Stated goal
According to the news article below about HDB's "leftover" flats, how many balance flats were put up for sale?

** Begin Document extract **

Wednesday, September 28, 2011

Huge demand for HDB's 'leftover' flats

THE sale of 'leftover' Housing Board (HDB) flats - many in popular mature estates - has attracted an overwhelming response, with more than 14,000 potential home-buyers applying for them.
These 2,847 flats, called 'balance flats', are a mix of those left unselected from previous build-to-order (BTO) launches, surplus replacement flats under the Selective En Bloc Redevelopment Scheme, and those bought back by HDB.

And because so many people went for them, a parallel BTO exercise for new flats launched the same day has seen a muted response. Some BTO estates and flat types were even undersubscribed with just one day left to apply.

Applications for both exercises close today.

The HDB has always advised buyers to opt for BTO flats where possible because there are more of them for sale, increasing a buyer's chance of successfully selecting a flat.

In BTO launches, 95 per cent of the flats are reserved for first-time buyers.

But this has not deterred potential home-owners from trying their luck at getting one of the balance flats, which are popular because they are often in mature estates which are more central in location. They also involve a shorter waiting time since some are completed and most others are already being built.

** End Document extract **
** Begin Extracted entries **

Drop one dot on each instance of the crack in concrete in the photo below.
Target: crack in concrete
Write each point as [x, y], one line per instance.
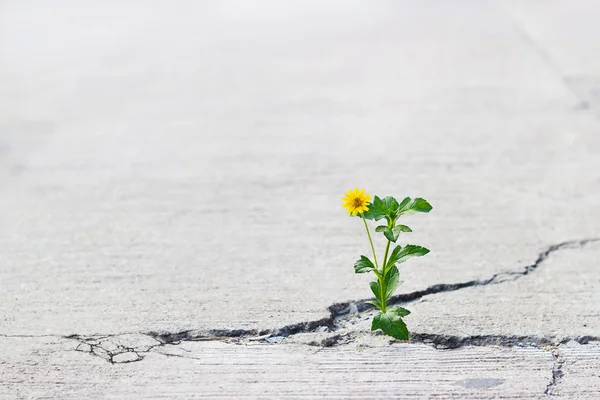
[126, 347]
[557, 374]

** End Extracted entries **
** Begin Extracted entries **

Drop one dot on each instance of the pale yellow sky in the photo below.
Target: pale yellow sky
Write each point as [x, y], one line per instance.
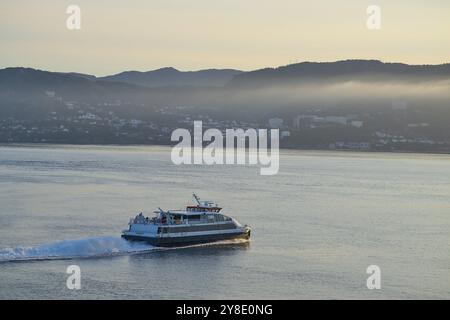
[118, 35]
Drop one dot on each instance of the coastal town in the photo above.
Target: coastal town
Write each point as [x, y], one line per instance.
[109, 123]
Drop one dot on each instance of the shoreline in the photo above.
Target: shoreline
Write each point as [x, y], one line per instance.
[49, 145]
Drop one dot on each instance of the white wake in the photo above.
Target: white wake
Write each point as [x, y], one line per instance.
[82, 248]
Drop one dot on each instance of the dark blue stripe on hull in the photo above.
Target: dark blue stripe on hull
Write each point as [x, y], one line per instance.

** End Extracted entries **

Exercise result
2,847 flats.